• QUESTIONS ON THE MATERIAL
[1] Answer these questions using the article about Masimo's legal fight with Apple:
(a) In what year did Masimo file its complaint against True Wearables?
(b) Who founded True Wearables?
(c) To whom did Lamego send an email in 2013?
[2] Write the next part of the article about Masimo's legal fight with Apple, starting after its last sentence.

• EXTRACTED TEXT
####################

Why Masimo thought it could take on Apple

For over three years now, Apple has been entrenched in a messy legal battle over a single feature on the Apple Watch — and Apple’s opponent, medical device maker Masimo, seems confident it can win. And there’s a good reason Masimo might believe that: the company came out on top when it sued True Wearables, a startup run by a former executive with a stint on the Apple Watch team, on similar grounds.

In 2018, Masimo filed a complaint against True Wearables over claims its wireless pulse oximeter infringed on Masimo’s patent. The court sided with Masimo and issued a permanent injunction against the sale of the device in December 2022.

Sound familiar? Well, the pulse oximeter tech isn’t the only parallel between Masimo’s cases against True Wearables and Apple: before starting True Wearables, founder and CEO Marcelo Lamego worked at both Masimo and Apple, where he helped develop similar technologies. Lamego plays a key role in Masimo’s lawsuit, as the company alleges Apple couldn’t have developed some of the technology for the Apple Watch without him — although Apple sees things a bit differently.

While at Masimo and its sister company, Ceracor, Lamego had “unfettered access” to “highly confidential technical information,” while also receiving training from its “most skilled engineers and scientists,” according to Masimo’s 2020 lawsuit against Apple. He also worked closely with the team that developed non-invasive sensors and monitors for vitals like blood oxygen levels. Then, after over 10 years of working for Masimo, Lamego expressed interest in working at Apple.

Lamego wrote an email to Apple CEO Tim Cook in 2013, offering to help Apple develop a “new wave of technology” that would make it “the number one brand in the medical, fitness and wellness device” industry.

####################

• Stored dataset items
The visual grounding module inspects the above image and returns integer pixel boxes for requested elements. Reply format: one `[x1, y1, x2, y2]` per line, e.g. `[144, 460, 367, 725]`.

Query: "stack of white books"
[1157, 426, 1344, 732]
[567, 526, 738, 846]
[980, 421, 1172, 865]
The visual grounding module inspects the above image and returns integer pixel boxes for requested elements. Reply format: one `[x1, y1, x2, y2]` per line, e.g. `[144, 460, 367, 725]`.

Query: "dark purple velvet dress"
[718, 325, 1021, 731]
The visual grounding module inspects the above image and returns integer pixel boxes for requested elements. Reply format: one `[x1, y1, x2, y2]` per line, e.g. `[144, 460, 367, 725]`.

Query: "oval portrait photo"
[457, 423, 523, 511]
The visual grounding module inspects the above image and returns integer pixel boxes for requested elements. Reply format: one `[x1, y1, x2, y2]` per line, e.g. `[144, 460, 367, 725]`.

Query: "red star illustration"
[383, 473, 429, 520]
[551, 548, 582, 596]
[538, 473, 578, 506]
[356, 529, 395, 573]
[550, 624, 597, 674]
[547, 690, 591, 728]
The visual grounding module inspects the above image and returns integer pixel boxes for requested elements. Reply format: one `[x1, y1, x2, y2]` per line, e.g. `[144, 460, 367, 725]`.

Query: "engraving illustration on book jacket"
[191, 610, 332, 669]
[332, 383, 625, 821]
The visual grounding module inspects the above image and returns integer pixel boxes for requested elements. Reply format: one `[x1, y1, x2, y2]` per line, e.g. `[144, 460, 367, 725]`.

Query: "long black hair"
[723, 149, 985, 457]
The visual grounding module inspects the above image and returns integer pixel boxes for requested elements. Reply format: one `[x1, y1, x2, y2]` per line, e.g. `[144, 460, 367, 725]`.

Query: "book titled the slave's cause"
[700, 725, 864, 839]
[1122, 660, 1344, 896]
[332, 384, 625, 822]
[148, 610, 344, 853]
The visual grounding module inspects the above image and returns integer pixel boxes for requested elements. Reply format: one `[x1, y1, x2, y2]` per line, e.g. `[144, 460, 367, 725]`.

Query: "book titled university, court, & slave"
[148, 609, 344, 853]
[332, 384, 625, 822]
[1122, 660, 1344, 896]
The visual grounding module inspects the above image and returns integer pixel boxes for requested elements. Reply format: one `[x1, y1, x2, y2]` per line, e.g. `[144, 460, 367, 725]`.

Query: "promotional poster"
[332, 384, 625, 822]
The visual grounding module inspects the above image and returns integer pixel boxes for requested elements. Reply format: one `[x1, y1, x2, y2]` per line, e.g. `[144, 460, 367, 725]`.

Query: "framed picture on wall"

####################

• ANSWERS BY TASK
[1]
(a) 2018
(b) Marcelo Lamego
(c) Apple CEO Tim Cook

[2]
“I have developed several medical devices in the last 10 years,” Lamego wrote. “I am positively sure I could add a significant value to the Apple team, if I was given the chance of becoming part of it in a senior technical executive position and without conflicting with the large IP I have developed for Masimo and Ceracor during the same period.” An Apple recruiter followed up hours later, court documents show.

Lamego joined Apple in 2014 and is named as an inventor of several of the company’s health-related patents that were “closely tied” to his work at Masimo, according to Masimo’s lawsuit against True Wearables. While on the Apple Watch team, he also played a role in hiring engineers, reviewing hardware and algorithm architectures, and advising teams on bio-sensing capabilities, as listed on his LinkedIn profile.

However, as pointed out by Bloomberg, Lamego left Apple mere months after joining because he “clashed with managers, demanded multimillion-dollar budgets and wanted the ability to hire his own engineers without approval.” That’s when Lamego went on to start his own company, True Wearables, which Masimo claimed used its technology when developing the Oxxiom, a wireless and disposable pulse oximeter.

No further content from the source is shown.